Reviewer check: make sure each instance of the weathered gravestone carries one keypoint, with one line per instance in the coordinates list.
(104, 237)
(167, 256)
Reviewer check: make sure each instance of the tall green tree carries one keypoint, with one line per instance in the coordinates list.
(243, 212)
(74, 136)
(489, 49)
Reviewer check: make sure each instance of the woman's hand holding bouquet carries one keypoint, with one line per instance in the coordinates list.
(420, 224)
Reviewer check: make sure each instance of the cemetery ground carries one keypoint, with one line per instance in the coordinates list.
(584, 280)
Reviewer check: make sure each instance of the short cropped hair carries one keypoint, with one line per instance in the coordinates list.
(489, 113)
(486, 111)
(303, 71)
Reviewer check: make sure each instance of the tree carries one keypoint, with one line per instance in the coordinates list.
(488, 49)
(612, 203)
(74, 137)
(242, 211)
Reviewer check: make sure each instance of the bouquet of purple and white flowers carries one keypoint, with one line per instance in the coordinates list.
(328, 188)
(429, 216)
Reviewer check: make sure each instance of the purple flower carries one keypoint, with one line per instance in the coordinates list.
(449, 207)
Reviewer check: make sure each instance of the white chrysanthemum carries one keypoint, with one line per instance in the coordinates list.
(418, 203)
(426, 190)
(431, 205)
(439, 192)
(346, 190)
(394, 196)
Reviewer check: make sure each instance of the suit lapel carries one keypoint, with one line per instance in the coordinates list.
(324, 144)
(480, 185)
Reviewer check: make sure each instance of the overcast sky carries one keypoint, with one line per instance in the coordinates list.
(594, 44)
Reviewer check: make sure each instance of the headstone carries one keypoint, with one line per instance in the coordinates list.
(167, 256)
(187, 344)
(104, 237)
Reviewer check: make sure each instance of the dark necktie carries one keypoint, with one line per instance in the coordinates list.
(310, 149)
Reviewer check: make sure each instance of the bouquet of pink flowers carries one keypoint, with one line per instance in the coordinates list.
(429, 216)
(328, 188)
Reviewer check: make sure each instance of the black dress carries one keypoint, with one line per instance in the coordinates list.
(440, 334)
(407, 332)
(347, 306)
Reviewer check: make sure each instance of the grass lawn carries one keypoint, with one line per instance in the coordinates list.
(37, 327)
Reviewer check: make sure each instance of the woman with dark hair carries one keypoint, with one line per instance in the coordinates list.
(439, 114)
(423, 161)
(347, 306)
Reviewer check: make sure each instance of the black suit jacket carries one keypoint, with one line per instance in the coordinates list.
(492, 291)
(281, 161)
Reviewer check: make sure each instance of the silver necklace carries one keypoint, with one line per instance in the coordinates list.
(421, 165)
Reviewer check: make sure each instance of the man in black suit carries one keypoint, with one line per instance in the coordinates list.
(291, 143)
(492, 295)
——————————
◆ About this exercise:
Only this range is to be output: the line that contains "Reviewer check: make sure each instance of the silver" through the last line of the records above, both inclusive.

◆ Answer to this problem:
Reviewer check: make sure each instance of the silver necklace carries one keypoint, with one line per instance in the coordinates list.
(421, 165)
Reviewer check: make sure each instance of the man in black suit carries one keypoint, with one line per instance in the coordinates list.
(291, 143)
(492, 295)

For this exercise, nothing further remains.